▶ _Written instruction_
Reproduce the entries below word for word, leaving out the pictures.

------ Entries supplied ------

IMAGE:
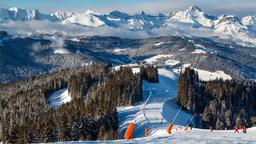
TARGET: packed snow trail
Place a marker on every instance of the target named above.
(158, 109)
(58, 98)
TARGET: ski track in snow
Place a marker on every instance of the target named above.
(58, 98)
(159, 109)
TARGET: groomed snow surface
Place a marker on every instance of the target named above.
(160, 110)
(206, 75)
(58, 98)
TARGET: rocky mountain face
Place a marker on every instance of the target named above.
(21, 57)
(241, 31)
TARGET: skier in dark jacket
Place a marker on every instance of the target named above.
(236, 130)
(244, 129)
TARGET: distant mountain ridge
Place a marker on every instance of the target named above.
(242, 30)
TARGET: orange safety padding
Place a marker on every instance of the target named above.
(146, 132)
(169, 128)
(129, 132)
(186, 129)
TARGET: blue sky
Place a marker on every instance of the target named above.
(152, 6)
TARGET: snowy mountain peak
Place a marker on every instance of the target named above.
(61, 15)
(194, 8)
(194, 15)
(14, 9)
(141, 13)
(249, 20)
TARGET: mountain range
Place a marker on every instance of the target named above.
(240, 30)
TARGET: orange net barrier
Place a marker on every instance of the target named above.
(129, 132)
(146, 132)
(169, 128)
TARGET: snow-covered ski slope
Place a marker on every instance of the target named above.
(160, 110)
(58, 98)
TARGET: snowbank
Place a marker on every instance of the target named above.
(58, 98)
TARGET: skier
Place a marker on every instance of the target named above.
(236, 130)
(244, 129)
(211, 128)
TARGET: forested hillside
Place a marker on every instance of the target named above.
(95, 90)
(218, 103)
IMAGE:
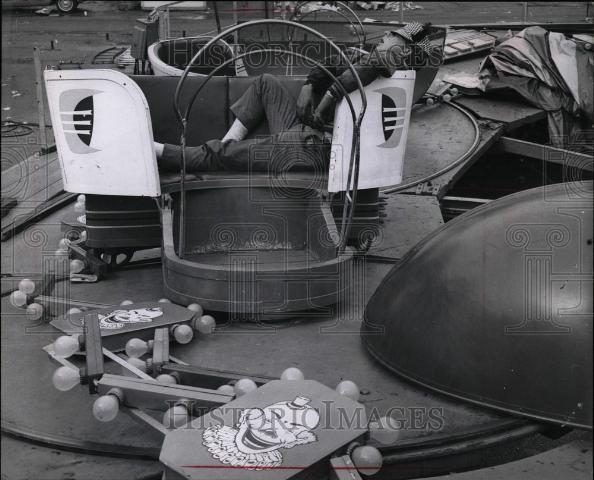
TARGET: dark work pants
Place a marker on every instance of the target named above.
(291, 145)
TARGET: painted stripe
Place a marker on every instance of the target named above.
(76, 122)
(80, 112)
(79, 132)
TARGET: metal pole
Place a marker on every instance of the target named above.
(217, 17)
(39, 91)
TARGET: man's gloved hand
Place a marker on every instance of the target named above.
(305, 103)
(324, 111)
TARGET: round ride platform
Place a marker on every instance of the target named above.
(326, 349)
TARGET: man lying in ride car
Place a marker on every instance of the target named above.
(297, 140)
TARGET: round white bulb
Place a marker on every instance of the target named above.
(226, 389)
(65, 378)
(348, 389)
(166, 379)
(243, 386)
(175, 417)
(27, 286)
(34, 311)
(65, 346)
(183, 334)
(197, 309)
(76, 266)
(18, 298)
(384, 431)
(106, 408)
(205, 324)
(135, 347)
(292, 373)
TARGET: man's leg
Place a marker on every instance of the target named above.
(286, 151)
(267, 98)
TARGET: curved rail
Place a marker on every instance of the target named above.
(362, 36)
(351, 178)
(393, 454)
(447, 168)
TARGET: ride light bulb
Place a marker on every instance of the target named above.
(292, 373)
(18, 298)
(205, 324)
(348, 389)
(197, 309)
(34, 311)
(367, 459)
(183, 333)
(384, 431)
(77, 266)
(106, 408)
(243, 386)
(65, 346)
(27, 286)
(65, 378)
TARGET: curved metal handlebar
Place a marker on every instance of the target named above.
(353, 173)
(361, 35)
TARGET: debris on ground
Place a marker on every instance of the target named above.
(393, 6)
(551, 72)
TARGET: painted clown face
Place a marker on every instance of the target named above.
(119, 318)
(257, 438)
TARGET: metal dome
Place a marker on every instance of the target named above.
(495, 308)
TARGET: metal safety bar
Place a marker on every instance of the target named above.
(353, 173)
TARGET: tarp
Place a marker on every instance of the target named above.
(551, 72)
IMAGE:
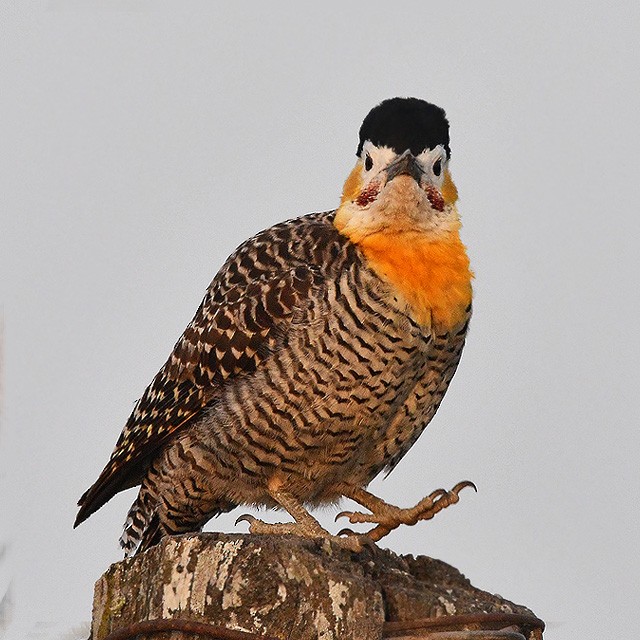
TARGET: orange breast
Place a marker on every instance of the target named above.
(431, 274)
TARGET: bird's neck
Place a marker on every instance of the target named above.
(431, 274)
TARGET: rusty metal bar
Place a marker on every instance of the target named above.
(481, 634)
(185, 626)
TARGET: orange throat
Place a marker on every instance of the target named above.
(430, 273)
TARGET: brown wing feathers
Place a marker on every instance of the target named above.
(232, 331)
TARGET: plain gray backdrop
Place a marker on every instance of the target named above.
(141, 141)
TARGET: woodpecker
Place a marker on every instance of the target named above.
(322, 349)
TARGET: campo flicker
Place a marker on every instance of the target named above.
(322, 349)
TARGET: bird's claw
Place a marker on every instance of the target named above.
(245, 517)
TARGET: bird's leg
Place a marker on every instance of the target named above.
(388, 517)
(305, 524)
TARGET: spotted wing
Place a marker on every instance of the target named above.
(234, 329)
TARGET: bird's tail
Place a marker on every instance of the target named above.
(142, 528)
(145, 525)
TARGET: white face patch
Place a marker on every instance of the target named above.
(402, 203)
(375, 160)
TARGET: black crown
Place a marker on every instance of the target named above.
(406, 123)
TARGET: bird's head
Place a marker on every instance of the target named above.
(401, 180)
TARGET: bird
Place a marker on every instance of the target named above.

------

▶ _Exercise solution_
IMAGE:
TARGET: packed snow trail
Place a marker on every instance of the target named above.
(158, 109)
(58, 98)
TARGET: ski track in snow
Place a marker on every instance of the target named above.
(58, 98)
(159, 109)
TARGET: groomed snow surface
Place a marker on every instance of the target named above.
(160, 110)
(206, 75)
(58, 98)
TARGET: rocky mountain face
Place a marker on every instance of the target named above.
(21, 57)
(241, 31)
TARGET: skier in dark jacket
Place a marker on every instance of the target named above.
(236, 130)
(244, 129)
TARGET: distant mountain ridge
Place a marker on every instance of the target named above.
(242, 30)
TARGET: orange safety padding
Place a marker on every instance of the target named above.
(146, 132)
(169, 128)
(129, 132)
(186, 129)
TARGET: blue sky
Place a marker on every instance of the target named above.
(152, 6)
TARGET: snowy mountain peak
Place a marker on every instance of the target named above.
(61, 15)
(194, 8)
(194, 15)
(14, 9)
(141, 13)
(249, 20)
TARGET: mountain range
Place a marker on every instance of the target named above.
(240, 30)
TARGET: orange net barrier
Place a marker on every instance of the target named above.
(129, 132)
(146, 132)
(169, 128)
TARGET: snow-covered ski slope
Place a marker on every instance of the target named above.
(160, 110)
(58, 98)
TARGET: snowbank
Place a marker on every instance of the target named above.
(58, 98)
TARGET: skier
Place a marker on every instance of the target named above.
(236, 130)
(244, 129)
(211, 128)
TARGET: forested hillside
Place a marker on every instance of the target named above.
(95, 90)
(218, 103)
IMAGE:
TARGET: dark work pants
Place a marker on every instance of the target named above.
(291, 145)
TARGET: painted stripe
Place a marker on every instance of the target named above.
(76, 122)
(80, 112)
(79, 132)
TARGET: metal pole
Place a marker on every instance of the target named above.
(217, 17)
(39, 91)
TARGET: man's gloved hand
Place a marker on every instance of the target named above.
(305, 103)
(324, 111)
TARGET: round ride platform
Place a marker on every instance of the target named above.
(326, 349)
TARGET: man lying in ride car
Place a marker on every instance of the target named above.
(297, 140)
TARGET: round white bulb
Place a marker on every instance of the target named above.
(226, 389)
(65, 378)
(348, 389)
(166, 379)
(243, 386)
(175, 417)
(27, 286)
(34, 311)
(65, 346)
(183, 334)
(197, 309)
(76, 266)
(18, 298)
(384, 431)
(106, 408)
(205, 324)
(135, 347)
(292, 373)
TARGET: man's leg
Place a marker on every instance of the target named above.
(286, 151)
(267, 98)
TARGET: curved rail
Place a marker on every instance of the target named above.
(362, 36)
(351, 178)
(393, 454)
(447, 168)
TARGET: ride light bulb
Place a marker on every instance of the target named above.
(292, 373)
(18, 298)
(205, 324)
(348, 389)
(197, 309)
(34, 311)
(367, 459)
(183, 333)
(384, 431)
(77, 266)
(106, 408)
(243, 386)
(65, 346)
(27, 286)
(65, 378)
TARGET: curved metal handlebar
Place a marker on every instance of the target named above.
(353, 173)
(361, 35)
TARGET: debris on ground
Place a marker on every instance of the target named above.
(393, 6)
(551, 72)
TARGET: painted clown face
Place a marker on every instance of the target named above.
(119, 318)
(257, 438)
TARGET: metal dome
Place a marker on every instance of the target named above.
(495, 308)
TARGET: metal safety bar
Place a marker on every instance of the target named above.
(353, 173)
TARGET: tarp
Place a marker on every instance of the target named above.
(551, 72)
IMAGE:
TARGET: orange breast
Place a marker on every instance of the target named above.
(431, 274)
TARGET: bird's neck
Place a marker on every instance of the target named above.
(431, 274)
TARGET: rusty metal bar
Place a marker on every instance of the target named above.
(481, 634)
(185, 626)
TARGET: orange throat
Place a marker on every instance of the target named above.
(430, 273)
TARGET: brown wing feathers
Place a marker on every instance of the target named above.
(232, 331)
TARGET: plain gray backdrop
Place a marker on every instance of the target named above.
(141, 141)
TARGET: woodpecker
Place a marker on every instance of the target named above.
(322, 349)
TARGET: campo flicker
Place a marker on every instance of the target named above.
(322, 349)
TARGET: bird's claw
Place a marker on every instance of the target named above.
(245, 517)
TARGET: bird's leg
Place a marker on every instance of the target named above.
(388, 517)
(305, 524)
TARGET: spotted wing
Place a marker on every instance of the target named above.
(234, 329)
TARGET: bird's tail
Place a marker on every instance of the target named above.
(142, 528)
(145, 525)
TARGET: white face patch
Place a marker on every instance of the target named above.
(402, 203)
(375, 160)
TARGET: black crown
Place a marker on every instance of the target named above.
(406, 123)
TARGET: bird's head
Place a marker on every instance of the target named above.
(401, 180)
TARGET: bird
Place a marker on every instance of the target named above.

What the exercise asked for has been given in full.